• Extract to read:
—————

5. Revised Penalty Framework for Non-Compliance with VCC’s Decisions on Economic Concentrations

Under Decree 102, non-compliance with the VCC’s decisions on economic concentration is now subject to the following separate penalties:

  • 1%–3% of relevant market turnover in the financial year immediately preceding the year in which the violation is committed, for failing to comply with or insufficiently complying with conditions attached to a conditional clearance decision (Article 41(1)(b)).
  • 1%–5% of relevant market turnover in the financial year immediately preceding the year in which the violation is committed, for implementing a prohibited concentration (Article 41(1)(c)), with associated structural remedies including mandatory split-up, resale of assets/capital, and pricing controls.

Previously, under Decree 75, the penalty range of 1%–3% of relevant market turnover applied to both (i) failing to comply with or insufficiently complying with conditions attached to a conditional clearance decision and (ii) implementing a prohibited concentration.

—————

• Dataset:
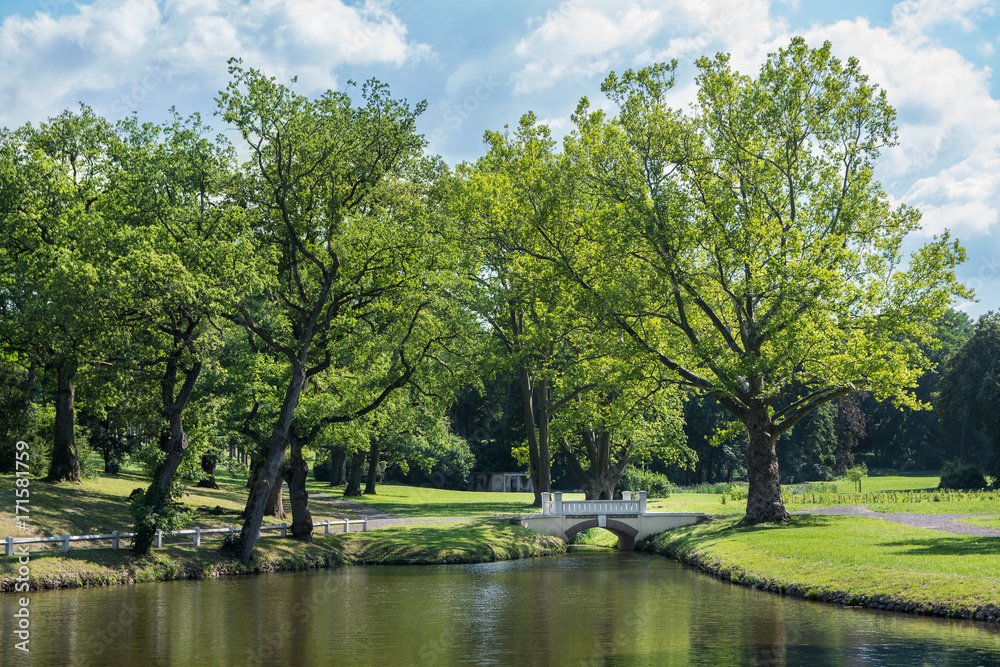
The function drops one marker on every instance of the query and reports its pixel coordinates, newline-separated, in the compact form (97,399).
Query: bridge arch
(625,533)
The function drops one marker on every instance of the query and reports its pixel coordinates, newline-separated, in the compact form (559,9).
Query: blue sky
(482,64)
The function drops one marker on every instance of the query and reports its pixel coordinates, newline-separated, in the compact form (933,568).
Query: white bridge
(626,518)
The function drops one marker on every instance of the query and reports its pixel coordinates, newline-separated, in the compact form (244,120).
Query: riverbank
(476,541)
(854,561)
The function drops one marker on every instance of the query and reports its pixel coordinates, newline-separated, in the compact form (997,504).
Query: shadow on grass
(946,545)
(797,521)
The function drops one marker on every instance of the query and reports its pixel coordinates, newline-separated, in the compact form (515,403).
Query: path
(943,522)
(376,517)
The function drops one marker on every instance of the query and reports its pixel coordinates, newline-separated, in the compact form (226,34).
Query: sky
(481,64)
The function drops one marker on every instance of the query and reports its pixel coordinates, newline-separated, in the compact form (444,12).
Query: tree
(970,385)
(52,181)
(342,208)
(177,259)
(747,246)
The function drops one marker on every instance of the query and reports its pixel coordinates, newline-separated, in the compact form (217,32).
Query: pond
(590,607)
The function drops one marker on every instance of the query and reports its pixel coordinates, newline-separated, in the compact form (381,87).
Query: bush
(957,475)
(655,485)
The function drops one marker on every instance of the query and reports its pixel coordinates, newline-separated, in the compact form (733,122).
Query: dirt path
(943,522)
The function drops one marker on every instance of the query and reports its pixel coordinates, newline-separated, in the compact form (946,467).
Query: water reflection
(585,608)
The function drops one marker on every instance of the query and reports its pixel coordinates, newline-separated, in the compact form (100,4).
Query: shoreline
(735,573)
(408,544)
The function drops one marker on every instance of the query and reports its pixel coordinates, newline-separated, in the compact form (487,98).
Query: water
(585,608)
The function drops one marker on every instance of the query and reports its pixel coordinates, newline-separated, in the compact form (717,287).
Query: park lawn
(414,501)
(982,521)
(853,555)
(483,540)
(876,481)
(476,541)
(100,506)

—————

• Problems to solve:
1. According to the penalty framework passage, what penalty range does Decree 102 set for implementing a prohibited concentration?
2. Return everything in the penalty framework passage from "Under Decree 102, non-compliance" down to "decision (Article 41(1)(b)).".
3. Write the next part of the penalty framework passage, starting after its final sentence.
The entries aren't needed for anything here.

• Answers for this exercise:
1. 1%–5% of relevant market turnover in the financial year immediately preceding the year in which the violation is committed.

2.
Under Decree 102, non-compliance with the VCC’s decisions on economic concentration is now subject to the following separate penalties:

  • 1%–3% of relevant market turnover in the financial year immediately preceding the year in which the violation is committed, for failing to comply with or insufficiently complying with conditions attached to a conditional clearance decision (Article 41(1)(b)).

3.
Key Takeaways for Businesses

  • The new temporary Vietnam merger filing thresholds effective from 1 July 2026 to 28 February 2027, mean fewer transactions will require mandatory filing.
  • The new notification form demands more detailed disclosure on transaction structure.
  • The VCC now has powers to revoke decisions based on misleading, false and inaccurate submissions, with stand-alone monetary penalties.
  • The penalty framework for failure to notify and gun-jumping has been restructured into fixed monetary bands.

For more information on the matters discussed in this update, please contact: our Partner Thang Huynh, Regional Competition Counsel David Fruitman or Senior Legal Advisor Minh Anh Tran.

The information provided here is for information purposes only and is not intended to constitute legal advice. Legal advice should be obtained from qualified legal counsel for all specific situations.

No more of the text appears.